Teks Sumber:
┌──

Atau dengan kata lain, hukuman merupakan penimpaan derita dan kesengsaraan bagi
pelaku kejahatan sebagai balasan dari apa yang telah diperbuatnya kepada orang
lain atau balasan yang diterima pelaku akibat pelanggaran perintah syara’.[18]
b. Dasar Hukuman
Berbagai kebijakan yang ditempuh oleh Islam dalam upaya
menyelamatkan manusia baik perseorangan maupun masyarakat dari kerusakan dan
menyingkirkan hal-hal yang menimbulkan kejahatan. Islam berusaha mengamankan
masyarakat dengan berbagai ketentuan, baik berdasarkan Al-Qur’an, Hadits Nabi,
maupun berbagai ketentuan dari ulil amri atau lembaga legislatif yang
mempunyai wewenang menetapkan hukuman bagi kasus-kasus tazir.
Dasar-dasar penjatuhan hukuman tersebut diantaranya :
يَادَاوٗدُ
اِنَّا جَعَلْنَاكَ خَلِيْفَةً فِى الْاَرْضِ فَاحْكُمْ بَيْنَ النَّاسِ
بِالْحَقِّ وَلاَتَتَّبِعِ الْهَوَى فَيُضِلَّكَ عًنْ سَبِيْلِ اللهِ اِنَّ
الَّذِيْنَ يُضِلُّوْنَ عَنْ سَبِيْلِ اللهِ لَهُمْ عَذَابٌ شَدِيْدٌ بِمَا
نَسُوْا يَوْمَ الْحِسَابِ ۞ (ص: ٢٦)
Artinya :
“Hai Daud, sesungguhnya Kami menjadikan kamu khalifah di muka
bumi ini, maka berikanlah keputusan (hukuman) diantara manusia dengan adil dan
janganlah mengikuti hawa nafsu, karena ia akan menyesatkan kamu dari jalan
Allah. Sesungguhnya orang-orang yang sesat dari jalan Allah akan mendapatkan
siksa yang berat karena mereka melupakan hari perhitungan”
c. Tujuan Hukuman
Esensi
dari pemberian hukuman bagi pelaku suatu jarimah menurut Islam adalah, Pertama,pencegahan
serta balasan (al-ra’du waz zahru) dan kedua, adalah perbaikan
dan pengajaran (al-ishlah wat-tahdzib).
Dalam
aplikasinya,hukuman dapat dijabarkan menjadi beberapa tujuan, sebagai berikut:
1) Untuk memelihara masyarakat
2) Sebagai upaya pencegahan dan prevensi
khusus bagi pelaku.
3) Sebagai upaya pendidikan dan pengajaran (ta’dib
dan tahdzib)

└──

[Cuplikan data pelabelan lokasi]
┌──

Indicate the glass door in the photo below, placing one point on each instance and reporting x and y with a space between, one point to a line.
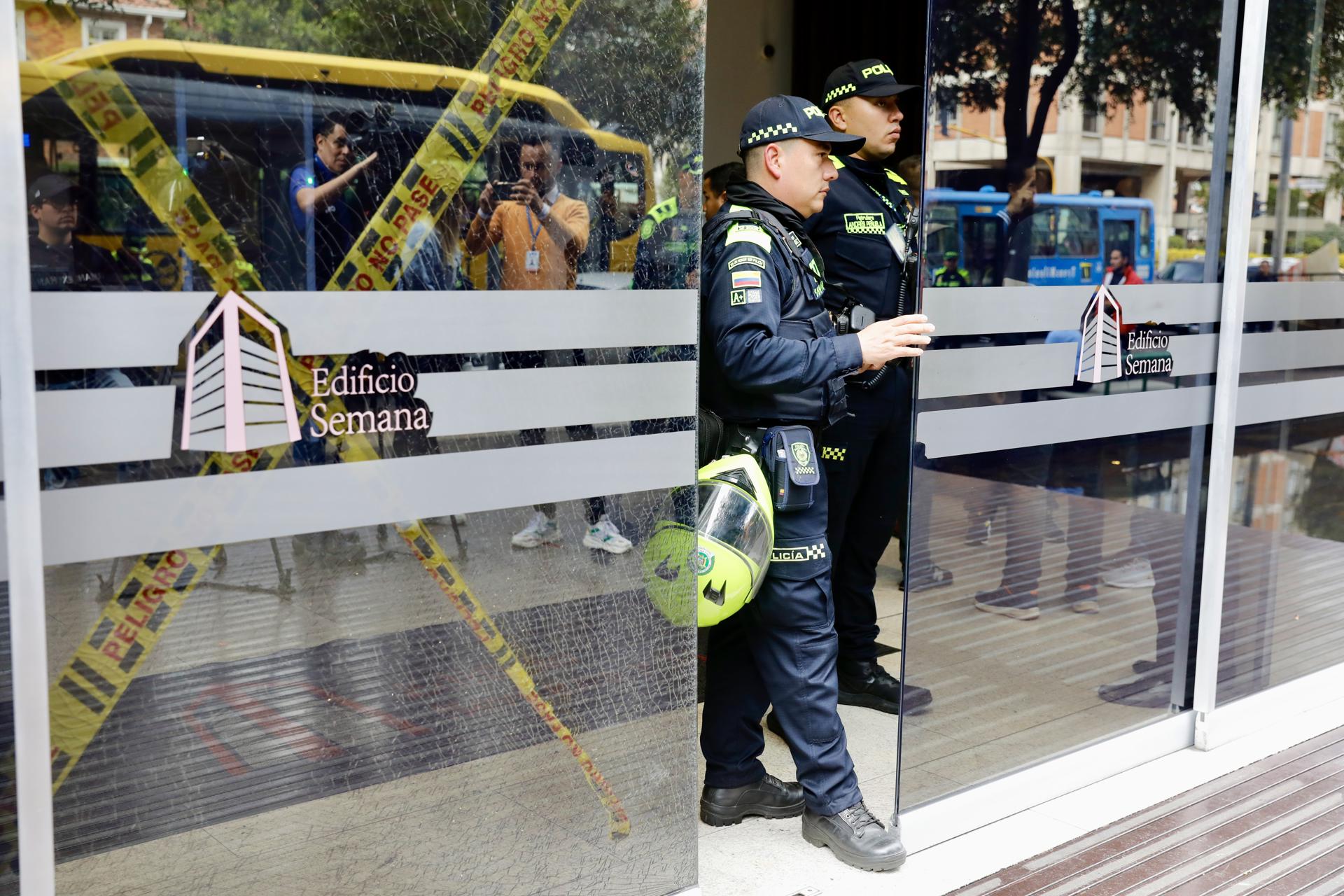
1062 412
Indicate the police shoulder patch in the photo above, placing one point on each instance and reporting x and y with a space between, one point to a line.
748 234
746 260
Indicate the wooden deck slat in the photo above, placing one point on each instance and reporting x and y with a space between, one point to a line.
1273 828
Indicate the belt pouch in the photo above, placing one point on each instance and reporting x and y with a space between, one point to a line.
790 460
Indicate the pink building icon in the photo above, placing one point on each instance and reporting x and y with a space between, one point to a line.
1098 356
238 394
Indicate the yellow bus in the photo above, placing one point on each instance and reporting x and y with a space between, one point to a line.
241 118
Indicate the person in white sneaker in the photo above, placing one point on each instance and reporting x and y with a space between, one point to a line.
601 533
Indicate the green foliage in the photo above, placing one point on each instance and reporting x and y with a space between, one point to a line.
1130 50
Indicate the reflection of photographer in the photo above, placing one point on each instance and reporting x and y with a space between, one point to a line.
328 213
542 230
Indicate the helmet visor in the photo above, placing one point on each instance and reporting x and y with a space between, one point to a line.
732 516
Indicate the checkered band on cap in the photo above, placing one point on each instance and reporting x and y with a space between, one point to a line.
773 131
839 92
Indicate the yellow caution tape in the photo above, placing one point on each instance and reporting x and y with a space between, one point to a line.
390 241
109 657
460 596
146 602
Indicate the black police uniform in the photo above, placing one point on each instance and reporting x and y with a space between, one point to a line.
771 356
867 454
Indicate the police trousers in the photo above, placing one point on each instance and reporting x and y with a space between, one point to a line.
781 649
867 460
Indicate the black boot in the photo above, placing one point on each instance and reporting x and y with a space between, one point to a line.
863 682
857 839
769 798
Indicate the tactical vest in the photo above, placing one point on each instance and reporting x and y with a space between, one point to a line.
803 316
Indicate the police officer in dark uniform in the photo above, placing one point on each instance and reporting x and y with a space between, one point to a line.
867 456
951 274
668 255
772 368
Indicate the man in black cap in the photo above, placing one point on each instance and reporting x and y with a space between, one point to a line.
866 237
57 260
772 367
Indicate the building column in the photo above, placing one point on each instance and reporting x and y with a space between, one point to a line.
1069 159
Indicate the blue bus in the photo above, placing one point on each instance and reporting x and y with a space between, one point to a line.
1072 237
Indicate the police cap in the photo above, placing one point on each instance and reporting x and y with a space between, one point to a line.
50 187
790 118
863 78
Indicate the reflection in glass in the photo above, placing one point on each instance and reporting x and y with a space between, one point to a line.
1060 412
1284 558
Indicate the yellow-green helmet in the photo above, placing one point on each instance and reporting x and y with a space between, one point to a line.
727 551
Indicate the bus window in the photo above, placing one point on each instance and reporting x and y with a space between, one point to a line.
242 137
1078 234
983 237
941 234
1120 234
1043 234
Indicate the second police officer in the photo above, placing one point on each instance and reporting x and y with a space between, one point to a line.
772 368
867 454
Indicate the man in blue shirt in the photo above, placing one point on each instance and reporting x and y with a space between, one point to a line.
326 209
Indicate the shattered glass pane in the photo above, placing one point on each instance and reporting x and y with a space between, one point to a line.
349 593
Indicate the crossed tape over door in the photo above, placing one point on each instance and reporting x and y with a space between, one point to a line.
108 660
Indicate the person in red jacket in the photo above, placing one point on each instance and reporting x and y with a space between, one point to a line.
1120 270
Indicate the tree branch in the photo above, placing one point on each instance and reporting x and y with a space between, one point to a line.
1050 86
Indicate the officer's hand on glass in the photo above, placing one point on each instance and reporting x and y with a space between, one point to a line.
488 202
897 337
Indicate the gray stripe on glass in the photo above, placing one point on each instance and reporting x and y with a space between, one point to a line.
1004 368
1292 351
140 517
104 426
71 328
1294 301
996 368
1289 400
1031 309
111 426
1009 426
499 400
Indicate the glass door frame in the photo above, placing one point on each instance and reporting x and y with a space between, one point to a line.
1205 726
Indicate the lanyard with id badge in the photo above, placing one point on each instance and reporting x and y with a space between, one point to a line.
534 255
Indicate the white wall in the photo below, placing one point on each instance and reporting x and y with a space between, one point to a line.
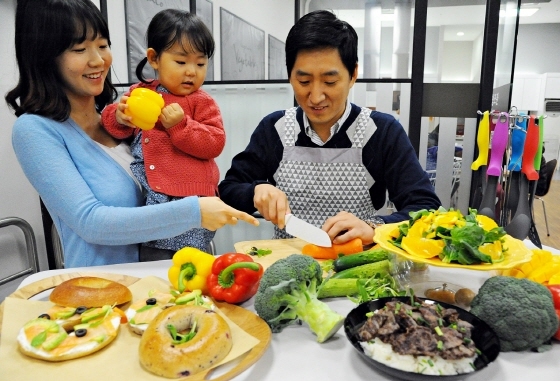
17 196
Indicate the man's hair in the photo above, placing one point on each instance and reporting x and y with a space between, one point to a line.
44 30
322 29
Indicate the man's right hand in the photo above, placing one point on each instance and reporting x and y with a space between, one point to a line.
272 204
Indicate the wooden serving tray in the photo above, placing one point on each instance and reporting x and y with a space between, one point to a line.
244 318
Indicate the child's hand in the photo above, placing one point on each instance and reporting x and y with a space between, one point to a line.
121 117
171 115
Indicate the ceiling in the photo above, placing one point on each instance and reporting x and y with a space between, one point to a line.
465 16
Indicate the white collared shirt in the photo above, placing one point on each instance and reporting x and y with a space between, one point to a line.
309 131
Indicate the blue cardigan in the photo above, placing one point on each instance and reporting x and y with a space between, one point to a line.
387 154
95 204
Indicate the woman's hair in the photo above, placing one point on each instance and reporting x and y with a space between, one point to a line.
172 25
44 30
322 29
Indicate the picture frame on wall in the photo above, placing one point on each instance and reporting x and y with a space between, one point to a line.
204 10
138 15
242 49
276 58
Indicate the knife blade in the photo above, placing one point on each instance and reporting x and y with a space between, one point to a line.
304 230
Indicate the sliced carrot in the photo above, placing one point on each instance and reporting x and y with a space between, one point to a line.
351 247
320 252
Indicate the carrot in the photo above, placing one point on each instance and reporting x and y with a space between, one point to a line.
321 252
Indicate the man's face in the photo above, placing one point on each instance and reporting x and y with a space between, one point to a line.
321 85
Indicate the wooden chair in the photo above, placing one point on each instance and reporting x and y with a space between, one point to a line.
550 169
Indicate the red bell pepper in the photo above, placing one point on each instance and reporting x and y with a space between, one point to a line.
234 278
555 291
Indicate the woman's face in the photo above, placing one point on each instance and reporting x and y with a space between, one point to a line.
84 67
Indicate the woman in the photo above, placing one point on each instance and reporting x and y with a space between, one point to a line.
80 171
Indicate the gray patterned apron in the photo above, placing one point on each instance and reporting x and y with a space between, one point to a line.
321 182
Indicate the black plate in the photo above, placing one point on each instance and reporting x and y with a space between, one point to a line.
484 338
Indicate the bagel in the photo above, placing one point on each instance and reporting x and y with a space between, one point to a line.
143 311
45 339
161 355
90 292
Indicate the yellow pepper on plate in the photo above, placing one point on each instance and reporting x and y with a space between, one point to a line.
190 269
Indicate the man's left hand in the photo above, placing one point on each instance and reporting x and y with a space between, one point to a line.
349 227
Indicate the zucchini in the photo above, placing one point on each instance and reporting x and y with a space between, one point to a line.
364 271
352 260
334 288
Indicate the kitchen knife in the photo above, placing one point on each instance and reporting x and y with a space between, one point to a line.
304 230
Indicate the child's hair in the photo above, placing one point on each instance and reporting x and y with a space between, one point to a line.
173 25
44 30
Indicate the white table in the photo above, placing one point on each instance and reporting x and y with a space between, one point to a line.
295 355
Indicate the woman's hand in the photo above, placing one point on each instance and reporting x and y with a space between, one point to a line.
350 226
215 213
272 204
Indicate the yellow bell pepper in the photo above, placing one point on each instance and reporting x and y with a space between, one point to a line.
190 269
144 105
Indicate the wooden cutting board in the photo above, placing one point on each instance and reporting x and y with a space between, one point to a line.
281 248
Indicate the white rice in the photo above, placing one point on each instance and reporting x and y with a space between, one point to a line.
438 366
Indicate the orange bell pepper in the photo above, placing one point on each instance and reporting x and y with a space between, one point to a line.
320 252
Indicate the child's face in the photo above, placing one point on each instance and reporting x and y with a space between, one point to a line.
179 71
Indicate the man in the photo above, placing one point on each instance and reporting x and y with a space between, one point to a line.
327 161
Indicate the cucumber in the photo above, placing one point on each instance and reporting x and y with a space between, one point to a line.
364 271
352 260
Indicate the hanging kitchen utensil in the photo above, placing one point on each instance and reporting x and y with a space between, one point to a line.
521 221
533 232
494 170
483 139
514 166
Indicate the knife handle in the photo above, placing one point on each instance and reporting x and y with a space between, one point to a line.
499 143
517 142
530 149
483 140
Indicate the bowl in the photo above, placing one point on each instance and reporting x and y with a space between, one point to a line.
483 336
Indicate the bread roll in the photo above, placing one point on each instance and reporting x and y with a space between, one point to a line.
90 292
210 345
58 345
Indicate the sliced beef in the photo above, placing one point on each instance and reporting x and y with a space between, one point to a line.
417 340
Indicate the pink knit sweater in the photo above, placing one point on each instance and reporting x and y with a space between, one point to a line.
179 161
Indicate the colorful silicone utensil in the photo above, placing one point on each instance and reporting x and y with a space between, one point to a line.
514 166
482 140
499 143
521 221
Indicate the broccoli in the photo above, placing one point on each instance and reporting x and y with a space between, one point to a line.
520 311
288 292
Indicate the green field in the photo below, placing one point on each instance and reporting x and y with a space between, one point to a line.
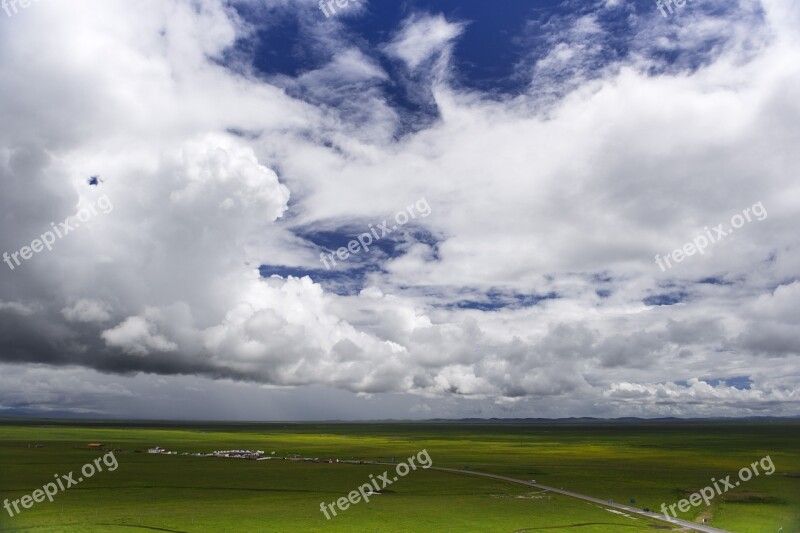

└──

Soal Latihan:
Salin kembali bagian teks tentang hukuman dalam Islam mulai dari "Dasar-dasar penjatuhan hukuman" sampai "الْحِسَابِ ۞ (ص: ٢٦)", lalu tukar "penjatuhan" dengan "pemberian".

Jawaban Soal:
Dasar-dasar pemberian hukuman tersebut diantaranya :
يَادَاوٗدُ
اِنَّا جَعَلْنَاكَ خَلِيْفَةً فِى الْاَرْضِ فَاحْكُمْ بَيْنَ النَّاسِ
بِالْحَقِّ وَلاَتَتَّبِعِ الْهَوَى فَيُضِلَّكَ عًنْ سَبِيْلِ اللهِ اِنَّ
الَّذِيْنَ يُضِلُّوْنَ عَنْ سَبِيْلِ اللهِ لَهُمْ عَذَابٌ شَدِيْدٌ بِمَا
نَسُوْا يَوْمَ الْحِسَابِ ۞ (ص: ٢٦)